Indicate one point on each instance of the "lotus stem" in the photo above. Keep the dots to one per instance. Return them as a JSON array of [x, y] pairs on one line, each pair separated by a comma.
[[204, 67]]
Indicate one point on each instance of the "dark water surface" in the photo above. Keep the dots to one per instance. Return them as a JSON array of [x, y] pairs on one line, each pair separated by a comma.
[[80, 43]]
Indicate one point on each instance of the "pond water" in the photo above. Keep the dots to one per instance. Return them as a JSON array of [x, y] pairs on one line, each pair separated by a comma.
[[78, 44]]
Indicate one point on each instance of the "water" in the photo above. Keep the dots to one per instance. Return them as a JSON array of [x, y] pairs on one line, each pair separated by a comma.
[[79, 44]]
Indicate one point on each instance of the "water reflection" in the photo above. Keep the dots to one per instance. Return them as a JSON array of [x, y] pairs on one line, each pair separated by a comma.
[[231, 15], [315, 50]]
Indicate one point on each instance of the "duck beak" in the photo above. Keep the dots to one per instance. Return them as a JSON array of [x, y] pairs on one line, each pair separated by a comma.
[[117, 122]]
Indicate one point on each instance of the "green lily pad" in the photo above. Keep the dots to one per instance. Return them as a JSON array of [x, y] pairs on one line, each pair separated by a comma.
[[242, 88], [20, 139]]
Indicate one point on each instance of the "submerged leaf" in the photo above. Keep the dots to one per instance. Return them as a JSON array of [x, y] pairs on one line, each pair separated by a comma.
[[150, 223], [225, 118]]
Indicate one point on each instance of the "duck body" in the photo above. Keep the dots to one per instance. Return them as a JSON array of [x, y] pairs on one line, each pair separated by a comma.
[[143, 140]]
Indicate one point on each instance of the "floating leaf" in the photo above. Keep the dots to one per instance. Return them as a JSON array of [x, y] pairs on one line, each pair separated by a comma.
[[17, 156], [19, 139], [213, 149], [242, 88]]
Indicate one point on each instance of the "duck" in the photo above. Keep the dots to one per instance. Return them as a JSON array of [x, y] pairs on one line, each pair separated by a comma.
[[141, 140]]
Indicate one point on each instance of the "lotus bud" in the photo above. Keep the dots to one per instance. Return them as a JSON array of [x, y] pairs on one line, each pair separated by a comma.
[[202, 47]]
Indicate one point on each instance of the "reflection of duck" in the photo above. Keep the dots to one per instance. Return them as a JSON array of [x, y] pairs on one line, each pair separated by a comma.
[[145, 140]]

> _Problem_:
Please restate every line of the records exactly.

> _Output of the task_:
Indicate one point on each instance of the "lotus stem" in the photo above. Keep the dots to one per instance. Return them as a JSON array of [x, y] pairs on one line, each pair separated by a comma.
[[204, 67]]
Indicate one point on each instance of the "dark water surface" in the photo above. Keep the dots to one per instance. Return them as a JSON array of [x, y] pairs on one line, each pair separated by a comma.
[[80, 43]]
Indicate one point on each instance of the "pond water" in the photo above. Keep the dots to one per instance. Return them as a JSON array of [x, y] pairs on one line, each pair separated by a comma.
[[78, 44]]
Indicate one point on each instance of the "water" in the photo above. Keep the dots to one per instance. Return them as a JSON array of [x, y] pairs on one line, each pair separated by a comma.
[[79, 44]]
Indicate one point on each instance of the "water reflection" in the photo above. Keep the dots to one per instance. Return them as a JSON array of [x, y] pairs on one line, each pair separated by a comma.
[[231, 15], [315, 50]]
Indicate one point on each instance of the "duck beak" in the photo above. Keep the dots to one per instance. Return them as a JSON array of [x, y] pairs on one line, each pair separated by a comma.
[[117, 122]]
Indicate one point on each instance of the "green lily pad" in the photo above. Keep the dots to one per instance. Return them as a JSON array of [x, y] pairs on one line, each pair separated by a comma.
[[242, 88], [20, 139]]
Indicate one point on each instance of the "submerged leaf" in the photo above. Keep the dots to one per instance. Return them as a JSON array of [x, y] pairs on one line, each pair separated by a comma.
[[150, 223], [225, 118]]
Indicate one point on each instance of the "duck body" in the photo above. Keep the dots to one per instance. Return them as a JSON array of [x, y] pairs on one line, each pair separated by a comma.
[[143, 140]]
Indicate one point on each instance of the "floating leaf" in the photo above. Keep the dots to one per instance. Return them as a JSON array of [x, y] pairs on one line, each pair separated by a comma.
[[17, 156], [19, 139], [213, 149], [242, 88]]
Indicate one point on each instance of the "duck" in the photo above. Keep the dots to one per instance. Return them as a JSON array of [x, y] pairs on one line, each pair separated by a comma.
[[141, 140]]
Indicate one point on each instance of the "lotus bud" in the photo above. Keep the dots to one per instance. Return them as a JSON array of [x, y] pairs on one line, each pair separated by a comma.
[[202, 47]]
Indicate one point on each instance of the "reflection of duck" in the photo above. Keep the dots to one per instance. Return them as a JSON array of [x, y] pairs on one line, each pair separated by a comma.
[[145, 140]]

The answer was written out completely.